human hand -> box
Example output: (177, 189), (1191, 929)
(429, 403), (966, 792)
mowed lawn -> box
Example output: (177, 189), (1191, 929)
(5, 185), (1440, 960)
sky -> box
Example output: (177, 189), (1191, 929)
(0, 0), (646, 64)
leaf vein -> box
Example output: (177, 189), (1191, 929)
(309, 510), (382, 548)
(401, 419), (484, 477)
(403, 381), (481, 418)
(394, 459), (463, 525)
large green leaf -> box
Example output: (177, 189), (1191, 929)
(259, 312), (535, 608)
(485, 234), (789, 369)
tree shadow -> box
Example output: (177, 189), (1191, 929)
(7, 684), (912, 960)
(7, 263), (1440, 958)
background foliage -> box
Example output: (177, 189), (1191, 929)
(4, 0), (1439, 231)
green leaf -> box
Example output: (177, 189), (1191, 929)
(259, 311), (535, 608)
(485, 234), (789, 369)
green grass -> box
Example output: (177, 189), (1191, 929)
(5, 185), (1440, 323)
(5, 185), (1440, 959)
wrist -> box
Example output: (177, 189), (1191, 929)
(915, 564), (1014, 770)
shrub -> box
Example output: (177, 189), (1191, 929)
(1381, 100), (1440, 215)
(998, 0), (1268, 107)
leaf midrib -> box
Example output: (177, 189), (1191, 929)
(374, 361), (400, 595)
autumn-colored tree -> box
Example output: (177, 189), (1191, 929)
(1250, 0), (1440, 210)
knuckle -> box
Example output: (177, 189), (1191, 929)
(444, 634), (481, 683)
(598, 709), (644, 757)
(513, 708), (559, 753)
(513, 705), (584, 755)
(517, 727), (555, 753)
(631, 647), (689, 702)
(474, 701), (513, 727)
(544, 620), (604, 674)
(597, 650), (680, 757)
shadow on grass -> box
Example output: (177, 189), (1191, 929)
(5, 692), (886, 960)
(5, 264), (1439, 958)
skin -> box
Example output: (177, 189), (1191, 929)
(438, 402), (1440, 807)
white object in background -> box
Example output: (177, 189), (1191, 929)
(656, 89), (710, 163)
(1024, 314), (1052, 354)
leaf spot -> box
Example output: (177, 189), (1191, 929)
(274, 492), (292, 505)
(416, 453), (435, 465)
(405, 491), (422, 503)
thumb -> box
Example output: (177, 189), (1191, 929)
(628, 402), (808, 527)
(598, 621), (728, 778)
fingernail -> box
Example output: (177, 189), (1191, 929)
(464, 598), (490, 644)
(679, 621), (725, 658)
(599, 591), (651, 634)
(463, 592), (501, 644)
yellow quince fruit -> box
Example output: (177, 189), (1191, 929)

> **Required work**: Go through the listing above and locate each line that holds the word "green". Copy those lines.

> **Solution**:
large green leaf -> box
green leaf -> box
green grass -> box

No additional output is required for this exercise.